[WHAT THE TASK REQUIRES]
Nothing in the data may be altered; copy it all exactly.

[GIVEN INFORMATION]
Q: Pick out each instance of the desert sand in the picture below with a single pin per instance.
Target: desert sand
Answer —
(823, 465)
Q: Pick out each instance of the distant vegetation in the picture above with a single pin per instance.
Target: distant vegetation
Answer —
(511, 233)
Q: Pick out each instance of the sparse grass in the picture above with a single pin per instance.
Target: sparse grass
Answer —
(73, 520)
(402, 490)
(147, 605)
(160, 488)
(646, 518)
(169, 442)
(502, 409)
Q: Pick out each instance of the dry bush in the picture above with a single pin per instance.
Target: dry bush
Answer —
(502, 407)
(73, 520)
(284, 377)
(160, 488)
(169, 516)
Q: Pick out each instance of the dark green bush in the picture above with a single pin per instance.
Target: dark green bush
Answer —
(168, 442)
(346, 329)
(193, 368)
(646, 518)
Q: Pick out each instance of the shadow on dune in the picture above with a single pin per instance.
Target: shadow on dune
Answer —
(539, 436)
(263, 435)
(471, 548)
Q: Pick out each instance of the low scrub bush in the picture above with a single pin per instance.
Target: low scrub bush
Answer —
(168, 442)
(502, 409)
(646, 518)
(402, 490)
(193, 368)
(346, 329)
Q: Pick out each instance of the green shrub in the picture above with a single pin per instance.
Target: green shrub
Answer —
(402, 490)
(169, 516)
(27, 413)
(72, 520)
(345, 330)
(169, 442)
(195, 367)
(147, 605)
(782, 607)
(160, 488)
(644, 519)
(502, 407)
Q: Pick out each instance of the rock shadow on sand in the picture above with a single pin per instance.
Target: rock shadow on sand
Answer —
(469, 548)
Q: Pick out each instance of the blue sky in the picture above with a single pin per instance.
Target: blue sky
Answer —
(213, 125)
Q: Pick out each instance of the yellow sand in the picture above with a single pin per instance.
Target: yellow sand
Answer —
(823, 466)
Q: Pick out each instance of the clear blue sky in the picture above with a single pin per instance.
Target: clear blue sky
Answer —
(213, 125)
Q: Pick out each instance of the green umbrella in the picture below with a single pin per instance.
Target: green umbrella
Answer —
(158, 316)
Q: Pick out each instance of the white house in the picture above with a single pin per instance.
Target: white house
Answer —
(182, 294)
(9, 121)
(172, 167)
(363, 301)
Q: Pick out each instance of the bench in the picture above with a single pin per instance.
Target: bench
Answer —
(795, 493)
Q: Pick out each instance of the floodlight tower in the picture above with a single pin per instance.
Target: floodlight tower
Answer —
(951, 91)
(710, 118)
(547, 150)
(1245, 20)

[RESULT FOR THIS EXERCISE]
Q: Pick out each instance of the desert sand in the picture below with a single pin per instance.
Target: desert sand
Answer —
(823, 465)
Q: Pick out each instance of the distant vegetation in the picture above with a single pin per instance.
Target: distant vegetation
Answer —
(511, 233)
Q: Pick out each instance of the sparse grass in the picture above with a single pin per instance.
Target: sparse grass
Answer —
(73, 520)
(402, 490)
(147, 605)
(160, 488)
(646, 518)
(169, 442)
(502, 409)
Q: Pick out each instance of the dry bush in the picture above with a single pin per instance.
Target: dry bush
Answer —
(502, 407)
(73, 520)
(284, 377)
(160, 488)
(169, 516)
Q: Pick out each instance of the dark green bush in the picture above with a single pin per instance.
Target: dark green bush
Answer —
(168, 442)
(346, 329)
(193, 368)
(646, 518)
Q: Pick out each instance of the shadow on dune in the picture above with a single pin per instance.
Target: shadow on dune
Answer —
(539, 436)
(263, 435)
(471, 548)
Q: Pick out each instance of the low scrub bush in the picture above with a single pin per instance.
Target: low scrub bush
Answer —
(168, 442)
(502, 409)
(646, 518)
(402, 490)
(193, 368)
(346, 329)
Q: Pick out each instance of the green shrub in the picture above with a single pin per instance.
Target: green shrub
Answer —
(402, 490)
(169, 516)
(27, 413)
(72, 520)
(345, 330)
(169, 442)
(195, 367)
(147, 605)
(782, 607)
(160, 488)
(644, 519)
(502, 407)
Q: Pick out each instance of the rock shadow on sand in the picture above with a single pin per instance.
Target: rock shadow on sand
Answer —
(469, 548)
Q: Pick out each instance of the blue sky in the picture above with a single pin per instance.
Target: blue sky
Answer —
(213, 125)
Q: Pick out each instance of the yellow sand in the picture above with a single pin per instance.
Target: yellow sand
Answer —
(823, 466)
Q: Pick out each instance of the clear blue sky in the picture above with a single pin per instance.
Target: clear blue sky
Answer —
(213, 125)
Q: Pick out each instance of the green umbrella in the picture below with a single pin per instance.
Target: green umbrella
Answer —
(158, 316)
Q: Pick out each instance of the white house in the picture above with a single pin per instance.
Target: white house
Answer —
(182, 294)
(9, 121)
(172, 167)
(363, 301)
Q: Pick out each instance of the bench in the picture above with a single pin per instance.
Target: bench
Answer —
(795, 493)
Q: Pick out each instance of the floodlight tower in the picture above with a single pin per instance.
Target: floodlight tower
Answer —
(951, 91)
(710, 118)
(547, 150)
(1245, 20)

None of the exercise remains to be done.